** START OF QUOTED PASSAGE **

The Basics of the CAN-SPAM Act for Email Marketers
What you need to know about complying with the CAN-SPAM Act as an email marketer.
In 2003, the CAN-SPAM Act was signed in by President George W. Bush. It set the standards for sending commercial emails in the United States.
The CAN-SPAM Act is still relevant today and the guidelines are something that all email marketers should get to know if they want to avoid facing a heavy fine or being blacklisted.
Brands that don’t comply could face a whopping $16,000 fine for every email that doesn’t meet the act’s requirements.
Who is the act relevant to?
While all email marketers should be following a number of best practices to avoid being marked as spammers, the CAN-SPAM Act is not relevant to everyone.
Email content generally falls under two main categories:
- Transactional: Transactional emails are usually the mailers that are sent to customers. The content is relationship based and the business isn’t directly trying to sell them something.
- Commercial: A commercial email is used to promote a brand, product or service to email recipients on a database.
Companies that are sending out commercial emails need to comply with all aspects of the CAN-SPAM Act. Transactional emails don’t need to meet all of the requirements of the act but the content shouldn’t be false or misleading.
If your emails contain both transactional and commercial content, look at the core message of the email to decide whether you need to take CAN-SPAM guidelines into consideration.
The dos and don’ts of the CAN-SPAM Act
Below are the basic guidelines to follow as an email marketer.
- Do honor opt-out requests within 10 days or less.
- Do make it known that your email is an advertisement. There are ways to do this without discouraging users from opening your emails.
- Do make sure that your “Reply-To” and “From” addresses are accurate and that recipients can immediately identify who the message is from.

** END OF QUOTED PASSAGE **

According to the CAN-SPAM overview, what fine could a brand face for each noncompliant email?

** START OF SUPPLIED MATERIAL **

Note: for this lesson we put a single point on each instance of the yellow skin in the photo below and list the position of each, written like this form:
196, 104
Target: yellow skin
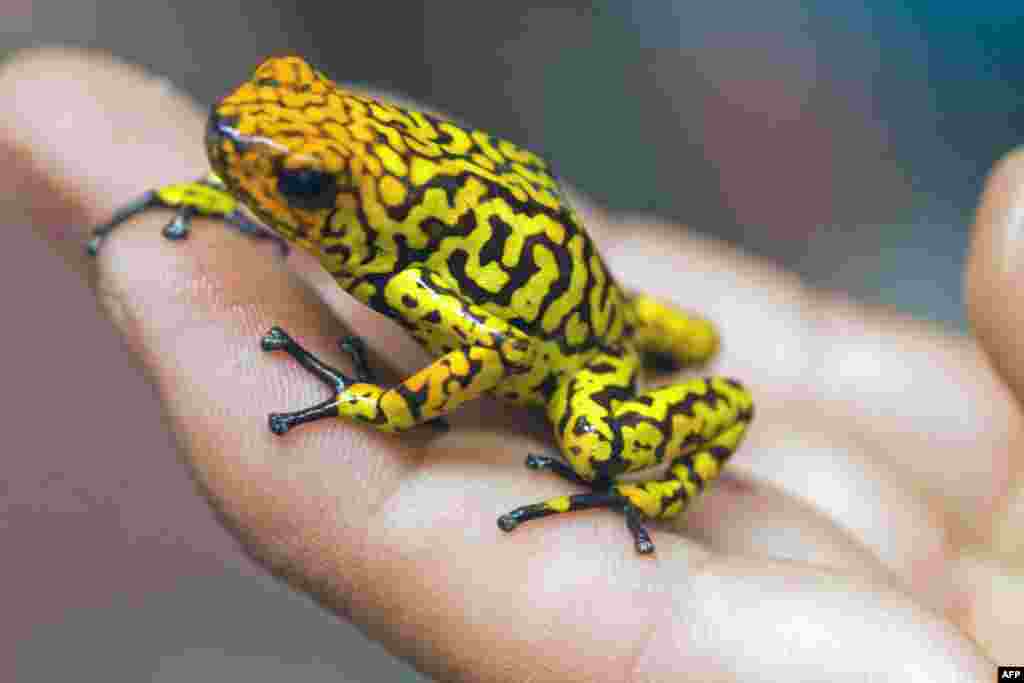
468, 242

** END OF SUPPLIED MATERIAL **

- _RESPONSE TO THIS EXERCISE_
$16,000 for every email that doesn't meet the act's requirements.